• _EXERCISES_
(a) In the Capiche exhibition text, copy verbatim the stretch from "Anna May Kirk" through "which we live.".
(b) According to the Capiche exhibition text, how many artists made the works in the show?
(c) What comes next in the Capiche exhibition text? Continue it from its last sentence.
* BEGIN GIVEN PASSAGE *
Capiche was a multidisciplinary group show that challenged its audience to navigate through familiar and alien landscapes, building new platforms for thought.
The exhibition explored themes of displacement in relation to contemporary subcultures and the individual human experience, tugging on tensions that stretch between reality and fantasy.
Defying norms and often transcending definable subjects, the works explored the human form, our sensory exploits, desires and influences.
The works were by 18 diverse artists and include collage, drawing, film, illustration, installation, painting, photography, sculpture, video and experiential sensory encounters.
Marty Baptist’s paintings incorporated everything from pop culture references to his own musings on daily life, with a dark sense of humour that left viewers questioning whether his motives are serious or in jest.
Anna May Kirk is an emerging multi-disciplinary artist whose practice includes sculpture, performance and installation as a tool for speculating about the nuances of our current moment in time, and distorting the relationship between artist, audience and artwork.
Kaspar Kagi uses various techniques and materials including painting in acrylic, drawing onto canvas and using paint markers on watercolour paper. His artworks often represent a questioning of his own existence and the invisible mechanics behind the reality in which we live.
Dionysos Avramides (B.1991) is a Sydney-based Designer and Illustrator, utilising mixed media to produce an electric and swirling display of technical yet expressive drawings. Inspired by Japanese anime and late Picasso’s illustrations, the work seen in Capiche encapsulates that late-night blur of whirlwind romance and passion.
* END GIVEN PASSAGE *
* BEGIN DATASET EXCERPT *
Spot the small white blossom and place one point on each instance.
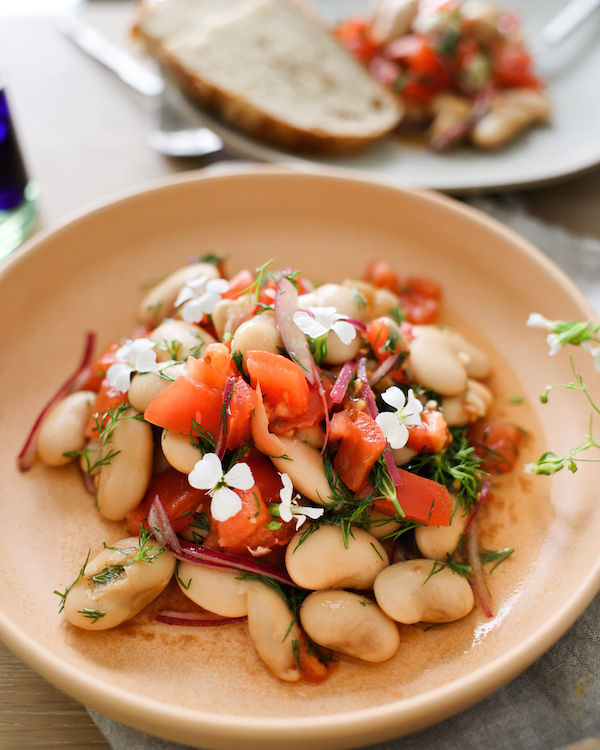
* END DATASET EXCERPT *
• _TASK ANSWERS_
(a)
Anna May Kirk is an emerging multi-disciplinary artist whose practice includes sculpture, performance and installation as a tool for speculating about the nuances of our current moment in time, and distorting the relationship between artist, audience and artwork.
Kaspar Kagi uses various techniques and materials including painting in acrylic, drawing onto canvas and using paint markers on watercolour paper. His artworks often represent a questioning of his own existence and the invisible mechanics behind the reality in which we live.

(b) 18 artists.

(c)
Emele Ugavule & Ayeesha Ash (BlackBirds) are women of colour (but not indigenous to Australia), whose video works dissect cultural appropriation and stereotypes, and are often set in pedestrian environments to reflect their everyday experiences as a product of society.
Liz Peniazeva is a Sydney-based artist interested in analysing and reconstructing ideas relating to women and their bodies. She seeks to reconfigure notions of gender, domesticity and sexuality through her meticulously hand-cut collages, which are free from digital intervention.
Other featured artists included: Joshua Bentley (photography), Arben Dzika (illustration), Paloma Grace Maine (sculpture), Luke O’Connor (ceramics), Harriet Roxburgh (painting), Nick Santoro (painting), Natalie Synnott (painter), Torrie Torrie (video/installation), Rohan Willard (using body odour/smell as a medium), Yiorgo Yiannopoulos (pigment prints), and Lucy Zaroyko (painting).
The exhibition was co-curated by aMBUSH Gallery and Joshua Bentley and presented with Central Park Mall.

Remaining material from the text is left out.